What the exercise asks: According to the text on the black sea urchin Diadema antillarum, what share of all D. antillarum individuals in the Caribbean were killed in less than a year?

Source extract:

--- --- ---

For decades, marine biologists and ecologists have marveled at the Caribbean coral reefs, and have tried to understand the longevity of these apparently fragile ecosystems. The past fifteen years have seen some dramatic changes in these coral reef communities, and many of these changes have revolved in one way or another around the participation of the black sea urchin Diadema antillarum Philippi. This slow-moving grazer has played a part in some dramatic and catastrophic shifts in the coral reefs of the Caribbean, and will have to play another role if these reefs are to recover.

D. antillarum has been a victim of some major disturbances, originating from both human and climatic causes. Hurricanes and other natural disturbances have been especially relentless in the past two decades, breaking up centuries-old coral reefs that provide D. antillarum's habitat (Hughes 1989). Human pollution, coral collecting, and overfishing have severely upset the balance of coral reef ecosystems (Hughes 1994). People are simultaneously destroying the reefs and destroying the means of maintaining the reef. This continuous onslaught is bringing the Caribbean coral reefs to a point from which recovery will be difficult or impossible.

The deleterious long-term effects of overfishing became apparent during the summer of 1983 and the year that followed. Urchins that had lost their chief predators (Carpenter 1984) and competitors for food (Hay & Taylor 1985) were growing almost without control. Their population densities had reached the point where little else but urchins could be seen on the coral reefs. Suddenly, a contagious pathogen spread through D. antillarum populations throughout the Caribbean (Lessios et al. 1984a). In less than a month, entire populations of thousands of urchins were wiped out (Hughes et al. 1985). In less than a year, more than 95% of all the D. antillarum individuals in the Caribbean were killed (Carpenter 1988). Such an abrupt change from overwhelming density to near absence set the reef systems into a series of unstable fluctuations.

Most notably, the algae which were once kept in check by the herbivory of fish and urchins (Carpenter 1981) now had no control mechanism. Herbivorous fish could not proliferate quickly enough to fill the void left by the mass mortality of urchins (Carpenter 1990b). Turf algae and macroalgae began to grow densely over the surface of the coral reefs. Now these algae are choking out the living coral organisms and making it difficult or impossible for the reefs to repair and regenerate themselves (Hughes et al. 1987). Furthermore, the dominating presence of algae has drastically altered the basic patterns of nutrient and energy flow in the coral reef ecosystems. Where a balanced grazing system of benthic invertebrates and controlled algae once existed, there is now tremendous overproduction by algae, which export biomass in the form of uneaten macroalgae on a dangerously large scale (Carpenter 1990a).

This ecological disaster has occurred through the combined effects of human and nonhuman disturbances, but it seems that now only intense human intervention can bring the reefs back to a healthy, balanced state. If nothing else, people need to stop compounding the negative effects of this imbalance by their carelessness. Controls on pollution, fishing, and boating are necessary parts of any attempt to restore some semblance of the delicately balanced, thriving ecosystems that existed just a few years ago in the coral reefs of the Caribbean.

The goals of this thesis are to determine the factors that led to the mass mortality of D. antillarum, to assess the significance of this mass mortality in the Caribbean coral reefs, and to propose a strategy for human intervention that will help to restore the former glory of the reefs. The feasibility of restoring the reefs to their exact former state will be considered along with the alternative viewpoint that a new stable state needs to be achieved on the reefs. An important part of either restoration or simple stabilization is to protect natural controls that will prevent future fluctuations of this extreme degree. Even if scientists were able to restore populations of all the reefs' many organisms to former levels, that would not help the reef ecosystems unless major destabilizers are suppressed.

--- --- ---

Records supplied:
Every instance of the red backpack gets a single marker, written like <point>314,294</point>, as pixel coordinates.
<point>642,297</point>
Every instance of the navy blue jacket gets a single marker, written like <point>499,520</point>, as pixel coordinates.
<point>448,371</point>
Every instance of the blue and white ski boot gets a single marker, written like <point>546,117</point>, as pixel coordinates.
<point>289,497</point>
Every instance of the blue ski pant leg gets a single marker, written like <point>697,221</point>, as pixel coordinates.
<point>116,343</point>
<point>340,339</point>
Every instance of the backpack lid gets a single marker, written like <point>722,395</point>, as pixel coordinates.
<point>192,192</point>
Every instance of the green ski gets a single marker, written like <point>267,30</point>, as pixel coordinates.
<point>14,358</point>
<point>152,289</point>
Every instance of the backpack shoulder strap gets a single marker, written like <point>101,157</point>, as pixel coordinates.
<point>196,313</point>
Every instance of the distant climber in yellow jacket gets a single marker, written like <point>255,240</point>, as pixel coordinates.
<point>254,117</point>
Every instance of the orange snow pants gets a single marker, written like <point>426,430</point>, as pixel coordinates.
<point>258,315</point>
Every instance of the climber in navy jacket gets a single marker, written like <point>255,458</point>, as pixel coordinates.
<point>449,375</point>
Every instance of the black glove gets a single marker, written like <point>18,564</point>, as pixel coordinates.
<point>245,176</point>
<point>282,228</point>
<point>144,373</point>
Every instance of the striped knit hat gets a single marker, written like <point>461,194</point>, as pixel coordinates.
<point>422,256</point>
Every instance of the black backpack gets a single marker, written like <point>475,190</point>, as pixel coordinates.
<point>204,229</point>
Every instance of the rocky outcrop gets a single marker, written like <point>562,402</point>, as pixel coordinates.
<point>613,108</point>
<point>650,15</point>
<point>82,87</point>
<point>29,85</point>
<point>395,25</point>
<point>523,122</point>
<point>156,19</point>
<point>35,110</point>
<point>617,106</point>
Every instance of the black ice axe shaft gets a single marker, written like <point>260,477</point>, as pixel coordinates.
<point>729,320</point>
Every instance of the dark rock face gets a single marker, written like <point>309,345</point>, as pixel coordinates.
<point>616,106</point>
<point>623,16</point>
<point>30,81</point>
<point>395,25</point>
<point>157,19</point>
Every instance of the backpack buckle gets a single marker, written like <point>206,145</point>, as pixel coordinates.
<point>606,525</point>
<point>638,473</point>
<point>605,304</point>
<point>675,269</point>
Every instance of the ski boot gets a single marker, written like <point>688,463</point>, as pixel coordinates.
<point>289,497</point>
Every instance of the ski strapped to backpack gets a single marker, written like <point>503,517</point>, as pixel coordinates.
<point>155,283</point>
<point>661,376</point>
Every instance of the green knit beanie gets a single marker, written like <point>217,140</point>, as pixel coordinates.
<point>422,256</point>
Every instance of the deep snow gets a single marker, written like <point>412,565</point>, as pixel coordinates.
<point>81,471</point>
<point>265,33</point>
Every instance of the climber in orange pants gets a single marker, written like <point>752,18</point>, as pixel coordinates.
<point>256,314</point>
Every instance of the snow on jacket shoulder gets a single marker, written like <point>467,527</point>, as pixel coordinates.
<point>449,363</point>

--- --- ---

Result for this exercise: More than 95%.